[Start Page text]

Tags: economy

Watch Out for the Bull Trap

Thursday, 13 Aug 2009 10:55 AM

Doesn’t it all seem too simple? We elected Obama, gave him trillions of dollars, and poof, the economy was fixed.

Within two months of his inauguration we were in the beginning of a bull market that has seen the Dow up almost 40 percent, the S&P 500 up over 45 percent, and the Nasdaq up over 50 percent.

If fixing the economy was as simple as electing Obama, we should have elected him years ago. Or so it seems.

What has changed in the market is not fundamental; what has changed in the market is sentimental.

People are more confident that the recession will be over. The banks seem to be healthy, even though we’ve given them $700 billion through TARP, given them trillions more in credit facilities and Fed lending, and changed the rules by which they report earnings, a little thing that we used to call mark-to-market.

So now that we’ve given the banks trillions and changed the rules by which they report their earnings — voila — the banks are now reporting record profits: Wells Fargo, Bank of America, even Citigroup, a bank that is teetering on the edge of going under, reported a $4 billion quarterly profit.

[End Page text]
[Start Given data]

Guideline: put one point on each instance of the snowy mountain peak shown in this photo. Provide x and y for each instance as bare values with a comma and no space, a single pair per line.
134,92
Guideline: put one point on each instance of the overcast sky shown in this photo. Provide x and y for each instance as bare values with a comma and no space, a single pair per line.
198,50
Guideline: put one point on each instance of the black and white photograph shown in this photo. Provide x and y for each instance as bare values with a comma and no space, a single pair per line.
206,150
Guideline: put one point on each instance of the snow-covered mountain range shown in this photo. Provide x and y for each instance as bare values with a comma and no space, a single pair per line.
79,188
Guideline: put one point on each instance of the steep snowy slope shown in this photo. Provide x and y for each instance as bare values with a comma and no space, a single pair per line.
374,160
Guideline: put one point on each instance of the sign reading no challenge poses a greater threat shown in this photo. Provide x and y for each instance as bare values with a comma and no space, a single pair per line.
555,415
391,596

[End Given data]
[Start Given data]

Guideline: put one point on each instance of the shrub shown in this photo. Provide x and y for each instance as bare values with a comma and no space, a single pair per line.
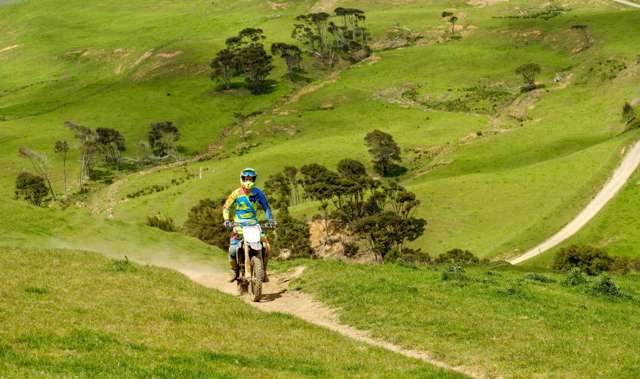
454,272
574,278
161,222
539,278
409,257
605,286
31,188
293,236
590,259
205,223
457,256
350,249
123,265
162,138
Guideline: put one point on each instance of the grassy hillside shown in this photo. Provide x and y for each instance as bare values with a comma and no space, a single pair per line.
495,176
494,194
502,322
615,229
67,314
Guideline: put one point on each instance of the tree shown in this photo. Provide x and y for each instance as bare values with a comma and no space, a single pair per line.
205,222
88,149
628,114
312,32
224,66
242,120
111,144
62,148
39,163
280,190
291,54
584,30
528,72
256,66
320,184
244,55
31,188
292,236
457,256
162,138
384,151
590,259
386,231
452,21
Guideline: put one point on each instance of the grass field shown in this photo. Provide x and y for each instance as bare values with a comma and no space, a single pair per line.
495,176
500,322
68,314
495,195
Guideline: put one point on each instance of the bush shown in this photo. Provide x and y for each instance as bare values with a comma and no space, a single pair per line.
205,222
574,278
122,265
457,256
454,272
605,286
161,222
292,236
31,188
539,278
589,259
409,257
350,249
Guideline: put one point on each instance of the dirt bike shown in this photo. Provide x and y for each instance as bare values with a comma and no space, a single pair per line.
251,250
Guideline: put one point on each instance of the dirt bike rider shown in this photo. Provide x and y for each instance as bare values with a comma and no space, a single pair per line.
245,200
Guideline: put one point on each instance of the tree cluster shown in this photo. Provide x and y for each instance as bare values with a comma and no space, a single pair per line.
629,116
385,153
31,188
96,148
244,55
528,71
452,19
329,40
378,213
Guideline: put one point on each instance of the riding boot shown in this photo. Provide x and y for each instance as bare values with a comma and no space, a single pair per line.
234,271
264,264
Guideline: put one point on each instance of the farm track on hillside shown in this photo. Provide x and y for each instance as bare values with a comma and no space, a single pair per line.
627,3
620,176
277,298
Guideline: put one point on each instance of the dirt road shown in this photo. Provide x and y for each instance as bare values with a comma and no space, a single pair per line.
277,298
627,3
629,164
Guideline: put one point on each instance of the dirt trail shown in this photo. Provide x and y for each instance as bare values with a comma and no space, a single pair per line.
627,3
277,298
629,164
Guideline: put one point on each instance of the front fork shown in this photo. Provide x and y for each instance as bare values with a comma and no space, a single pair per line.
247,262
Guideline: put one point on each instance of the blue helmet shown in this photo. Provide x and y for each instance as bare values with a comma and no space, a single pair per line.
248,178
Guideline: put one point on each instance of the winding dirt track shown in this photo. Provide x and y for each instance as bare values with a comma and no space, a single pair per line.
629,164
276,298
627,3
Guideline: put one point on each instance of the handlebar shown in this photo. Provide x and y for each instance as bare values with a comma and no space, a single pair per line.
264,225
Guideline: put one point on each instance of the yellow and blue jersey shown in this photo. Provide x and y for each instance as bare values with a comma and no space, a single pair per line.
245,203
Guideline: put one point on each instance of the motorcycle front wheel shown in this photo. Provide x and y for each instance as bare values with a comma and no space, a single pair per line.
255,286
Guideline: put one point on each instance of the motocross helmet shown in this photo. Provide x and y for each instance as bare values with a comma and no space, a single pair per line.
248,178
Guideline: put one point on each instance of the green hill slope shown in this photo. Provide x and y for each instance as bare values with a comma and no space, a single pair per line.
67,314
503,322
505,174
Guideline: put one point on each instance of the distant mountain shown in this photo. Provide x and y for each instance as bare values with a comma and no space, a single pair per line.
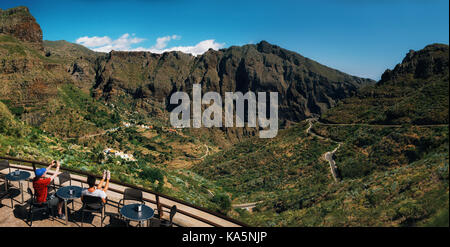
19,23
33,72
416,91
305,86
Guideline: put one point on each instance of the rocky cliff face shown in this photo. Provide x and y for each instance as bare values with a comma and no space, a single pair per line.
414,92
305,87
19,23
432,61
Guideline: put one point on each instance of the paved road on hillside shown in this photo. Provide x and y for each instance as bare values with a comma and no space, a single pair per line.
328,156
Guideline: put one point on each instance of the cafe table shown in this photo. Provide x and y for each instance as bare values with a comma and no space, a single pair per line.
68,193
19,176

[End Given data]
[Start Given data]

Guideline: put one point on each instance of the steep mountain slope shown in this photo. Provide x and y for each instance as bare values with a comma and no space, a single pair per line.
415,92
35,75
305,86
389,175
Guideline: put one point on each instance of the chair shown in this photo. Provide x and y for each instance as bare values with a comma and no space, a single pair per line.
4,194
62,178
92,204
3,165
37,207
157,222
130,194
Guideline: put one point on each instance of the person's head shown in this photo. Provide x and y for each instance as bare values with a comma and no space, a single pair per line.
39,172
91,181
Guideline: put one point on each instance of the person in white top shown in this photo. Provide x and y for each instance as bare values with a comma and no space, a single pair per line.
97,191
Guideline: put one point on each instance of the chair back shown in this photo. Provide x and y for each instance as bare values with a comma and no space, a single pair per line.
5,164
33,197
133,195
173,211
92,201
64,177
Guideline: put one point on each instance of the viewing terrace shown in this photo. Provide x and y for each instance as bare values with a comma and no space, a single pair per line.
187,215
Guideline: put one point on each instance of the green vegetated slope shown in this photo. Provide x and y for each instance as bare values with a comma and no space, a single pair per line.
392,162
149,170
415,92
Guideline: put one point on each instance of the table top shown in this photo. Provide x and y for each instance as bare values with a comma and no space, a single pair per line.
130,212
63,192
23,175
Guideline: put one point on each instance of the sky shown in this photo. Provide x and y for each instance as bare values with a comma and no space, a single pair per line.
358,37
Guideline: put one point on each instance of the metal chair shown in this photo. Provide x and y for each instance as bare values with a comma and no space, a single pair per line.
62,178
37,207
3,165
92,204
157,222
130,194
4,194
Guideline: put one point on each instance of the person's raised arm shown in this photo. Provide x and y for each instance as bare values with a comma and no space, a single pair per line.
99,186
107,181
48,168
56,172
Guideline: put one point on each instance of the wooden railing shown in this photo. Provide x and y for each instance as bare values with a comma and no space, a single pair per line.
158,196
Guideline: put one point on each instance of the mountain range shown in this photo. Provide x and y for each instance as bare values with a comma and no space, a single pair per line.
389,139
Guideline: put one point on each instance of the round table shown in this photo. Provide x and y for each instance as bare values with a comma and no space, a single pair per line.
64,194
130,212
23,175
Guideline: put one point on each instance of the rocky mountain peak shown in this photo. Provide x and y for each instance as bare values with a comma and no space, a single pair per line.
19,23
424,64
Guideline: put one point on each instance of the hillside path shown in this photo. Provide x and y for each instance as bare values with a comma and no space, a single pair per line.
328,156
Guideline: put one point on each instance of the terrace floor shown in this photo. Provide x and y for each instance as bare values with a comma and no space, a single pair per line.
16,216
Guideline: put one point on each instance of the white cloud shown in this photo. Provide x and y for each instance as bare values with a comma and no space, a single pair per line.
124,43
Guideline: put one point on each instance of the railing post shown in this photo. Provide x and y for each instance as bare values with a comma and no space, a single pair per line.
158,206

[End Given data]

Copy the bull trap article above word for word, starting at the words "Doesn’t it all" and ending after "to call mark-to-market.".

Solution for this problem:
Doesn’t it all seem too simple? We elected Obama, gave him trillions of dollars, and poof, the economy was fixed.

Within two months of his inauguration we were in the beginning of a bull market that has seen the Dow up almost 40 percent, the S&P 500 up over 45 percent, and the Nasdaq up over 50 percent.

If fixing the economy was as simple as electing Obama, we should have elected him years ago. Or so it seems.

What has changed in the market is not fundamental; what has changed in the market is sentimental.

People are more confident that the recession will be over. The banks seem to be healthy, even though we’ve given them $700 billion through TARP, given them trillions more in credit facilities and Fed lending, and changed the rules by which they report earnings, a little thing that we used to call mark-to-market.